(Location identification lines)

_ _ _ _

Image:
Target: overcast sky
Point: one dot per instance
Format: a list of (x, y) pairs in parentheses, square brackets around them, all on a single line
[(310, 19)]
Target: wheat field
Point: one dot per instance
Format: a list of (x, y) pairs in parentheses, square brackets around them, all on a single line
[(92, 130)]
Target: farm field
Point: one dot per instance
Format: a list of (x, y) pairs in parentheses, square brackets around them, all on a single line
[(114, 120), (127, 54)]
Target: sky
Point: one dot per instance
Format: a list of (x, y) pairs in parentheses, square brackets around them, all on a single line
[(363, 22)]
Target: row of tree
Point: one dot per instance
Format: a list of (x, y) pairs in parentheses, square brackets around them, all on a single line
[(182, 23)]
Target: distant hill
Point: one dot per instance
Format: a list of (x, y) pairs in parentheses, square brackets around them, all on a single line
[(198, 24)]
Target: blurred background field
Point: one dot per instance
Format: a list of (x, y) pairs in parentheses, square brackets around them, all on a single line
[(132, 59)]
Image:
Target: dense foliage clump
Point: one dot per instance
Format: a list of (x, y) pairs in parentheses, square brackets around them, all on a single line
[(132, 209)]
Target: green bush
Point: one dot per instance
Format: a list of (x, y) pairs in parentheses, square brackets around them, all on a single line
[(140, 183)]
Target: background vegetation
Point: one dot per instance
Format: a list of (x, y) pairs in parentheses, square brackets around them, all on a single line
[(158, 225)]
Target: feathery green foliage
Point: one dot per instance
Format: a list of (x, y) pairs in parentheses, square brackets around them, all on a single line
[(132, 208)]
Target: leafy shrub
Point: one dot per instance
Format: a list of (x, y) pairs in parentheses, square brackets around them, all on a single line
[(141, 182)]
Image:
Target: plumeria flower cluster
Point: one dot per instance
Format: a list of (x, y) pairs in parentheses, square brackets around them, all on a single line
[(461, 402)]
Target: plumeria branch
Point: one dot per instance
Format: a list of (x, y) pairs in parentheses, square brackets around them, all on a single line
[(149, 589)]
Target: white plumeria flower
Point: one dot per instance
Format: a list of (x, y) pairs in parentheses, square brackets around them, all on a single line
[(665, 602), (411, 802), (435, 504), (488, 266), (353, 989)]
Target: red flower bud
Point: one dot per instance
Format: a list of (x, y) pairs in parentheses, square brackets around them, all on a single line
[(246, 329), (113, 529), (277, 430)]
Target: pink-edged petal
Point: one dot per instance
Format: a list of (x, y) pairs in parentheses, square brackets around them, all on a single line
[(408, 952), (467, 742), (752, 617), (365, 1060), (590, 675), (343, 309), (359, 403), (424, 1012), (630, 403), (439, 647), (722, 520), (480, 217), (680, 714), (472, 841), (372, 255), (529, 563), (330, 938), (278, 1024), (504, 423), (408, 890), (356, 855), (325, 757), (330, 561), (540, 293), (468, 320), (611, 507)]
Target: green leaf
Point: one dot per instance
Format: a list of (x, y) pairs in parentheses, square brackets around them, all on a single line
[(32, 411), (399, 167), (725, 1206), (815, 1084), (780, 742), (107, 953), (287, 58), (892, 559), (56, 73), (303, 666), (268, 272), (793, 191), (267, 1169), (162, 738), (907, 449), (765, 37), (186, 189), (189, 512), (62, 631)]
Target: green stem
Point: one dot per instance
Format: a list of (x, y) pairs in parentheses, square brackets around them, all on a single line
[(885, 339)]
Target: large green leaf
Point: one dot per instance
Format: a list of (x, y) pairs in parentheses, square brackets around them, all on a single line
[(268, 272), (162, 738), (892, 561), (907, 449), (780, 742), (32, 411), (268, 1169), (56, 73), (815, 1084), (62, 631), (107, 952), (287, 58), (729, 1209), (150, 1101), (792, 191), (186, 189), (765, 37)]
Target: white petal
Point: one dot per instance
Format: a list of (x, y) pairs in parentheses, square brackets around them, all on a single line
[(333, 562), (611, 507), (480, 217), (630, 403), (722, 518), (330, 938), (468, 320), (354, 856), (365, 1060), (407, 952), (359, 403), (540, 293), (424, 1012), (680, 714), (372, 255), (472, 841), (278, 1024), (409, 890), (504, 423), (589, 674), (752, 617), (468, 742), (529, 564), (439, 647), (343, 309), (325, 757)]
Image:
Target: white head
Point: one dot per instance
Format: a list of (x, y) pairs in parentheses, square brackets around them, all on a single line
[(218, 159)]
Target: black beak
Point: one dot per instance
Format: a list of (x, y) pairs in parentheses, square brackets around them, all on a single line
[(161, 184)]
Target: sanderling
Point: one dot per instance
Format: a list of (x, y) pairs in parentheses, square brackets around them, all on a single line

_ _ _ _

TO DO: Quote all of the lines above word for word.

CORRECT ANSWER:
Image:
Target: overcast sky
Point: one dot per instance
Format: a list of (x, y) pairs in parentheses, square brackets around them, all on a single line
[(310, 19)]
Target: wheat field
Point: one dot per instance
Format: a list of (x, y) pairs in parentheses, square brackets around them, all on a single line
[(92, 130)]
Target: farm field
Point: one dot per instance
Format: a list of (x, y) pairs in parentheses, square brackets around them, all on a single line
[(114, 120), (127, 54)]
Target: sky
Point: one dot per instance
Format: a list of (x, y) pairs in parentheses, square brackets around them, all on a single line
[(363, 22)]
Target: row of tree
Point: one dot per instance
Format: a list of (x, y) pairs in parentheses, square brackets around them, all on a single line
[(182, 23)]
Target: distant hill
Point: one dot per instance
Format: a list of (x, y) pairs in parentheses, square brackets around them, all on a single line
[(198, 24)]
Target: blurred background field
Point: one dot per instance
Format: a list of (x, y) pairs in parentheses, square brackets around them, all on a single line
[(132, 59)]
Image:
Target: dense foliage clump
Point: one dot per instance
Format: a list of (x, y) pairs in parentheses, square brackets around them, all on a single line
[(132, 209)]
Target: green bush
Point: one dot per instance
Format: a list of (x, y) pairs in parentheses, square brackets around them, all on a single line
[(140, 183)]
Target: background vegetation
Point: one dot per instance
Format: a list of (x, y) pairs in parentheses, square brackets around them, all on a single line
[(158, 225)]
Target: feathery green foliage
Point: one dot per instance
Format: a list of (x, y) pairs in parentheses, square brackets around them, all on a single line
[(132, 208)]
Target: leafy shrub
Point: one dot per instance
Format: a list of (x, y) pairs in parentheses, square brackets around them, all on a single line
[(141, 182)]
Image:
Target: plumeria flower cluster
Point: one dot per instance
Format: a list of (x, y) pairs in parentheses, square brackets around them, all on a single line
[(461, 402)]
Target: plumeria branch
Point: one dot per instance
Format: a list of (x, y) pairs in parentheses, square brackets around them, all on a single line
[(149, 589)]
Target: white plumeria flower
Point: one dot per instance
Format: a list of (x, y) pairs in parentheses, square brackets around them, all on a single line
[(665, 602), (411, 802), (435, 504), (488, 266), (353, 989)]
Target: red flower bud
Point: one dot per instance
Format: a list of (x, y) pairs in parentheses, square brackets around them, all on a single line
[(246, 329), (113, 529), (277, 430)]
Target: pink-edged petal
Point: one dot per instance
Format: a list of (x, y) pairs in parentheses, square brackets around them, all on a single line
[(408, 952), (467, 742), (752, 617), (365, 1060), (590, 675), (343, 309), (359, 403), (424, 1012), (630, 403), (439, 647), (722, 520), (480, 217), (680, 714), (472, 841), (372, 255), (529, 563), (330, 938), (278, 1024), (504, 423), (408, 890), (356, 855), (325, 757), (330, 561), (540, 293), (468, 320), (611, 507)]
Target: green leaf
Point: one dot per instance
Format: a list of (x, y) pairs in parentheses, square brackets around them, all on a single line
[(32, 411), (399, 167), (725, 1206), (815, 1084), (780, 742), (107, 953), (287, 58), (892, 559), (56, 73), (303, 666), (268, 272), (793, 191), (267, 1169), (162, 738), (907, 449), (765, 37), (186, 189), (189, 512), (62, 631)]
Target: green stem
Point: one dot per instance
Format: a list of (x, y) pairs in parentheses, square brackets around them, all on a single line
[(885, 339)]
Target: large green leaf
Point: one dot per instance
Format: a list of (x, y) pairs in parentheses, square brackets around them, all on a single line
[(268, 272), (162, 738), (892, 561), (907, 449), (780, 742), (32, 411), (268, 1169), (56, 73), (815, 1084), (62, 631), (107, 952), (287, 58), (729, 1209), (150, 1101), (792, 191), (186, 189), (765, 37)]
Target: white petal
Point: one dot per instance
Format: a list of (x, y) pairs in parentheses, square brackets around them, all on a single line
[(333, 562), (611, 507), (480, 217), (630, 403), (722, 518), (330, 938), (468, 320), (354, 856), (365, 1060), (407, 952), (359, 403), (540, 293), (424, 1012), (680, 714), (372, 255), (472, 841), (278, 1024), (409, 890), (504, 423), (589, 674), (752, 617), (468, 742), (529, 564), (439, 647), (343, 309), (325, 757)]
Image:
Target: white head
Point: one dot per instance
Format: a list of (x, y) pairs in parentheses, square brackets around them, all on a single line
[(218, 159)]
Target: black beak
Point: one dot per instance
Format: a list of (x, y) pairs in parentheses, square brackets around them, all on a single line
[(161, 184)]
Target: sanderling
Point: one dot per instance
Format: a list of (x, y) pairs in parentheses, square brackets around them, all on a single line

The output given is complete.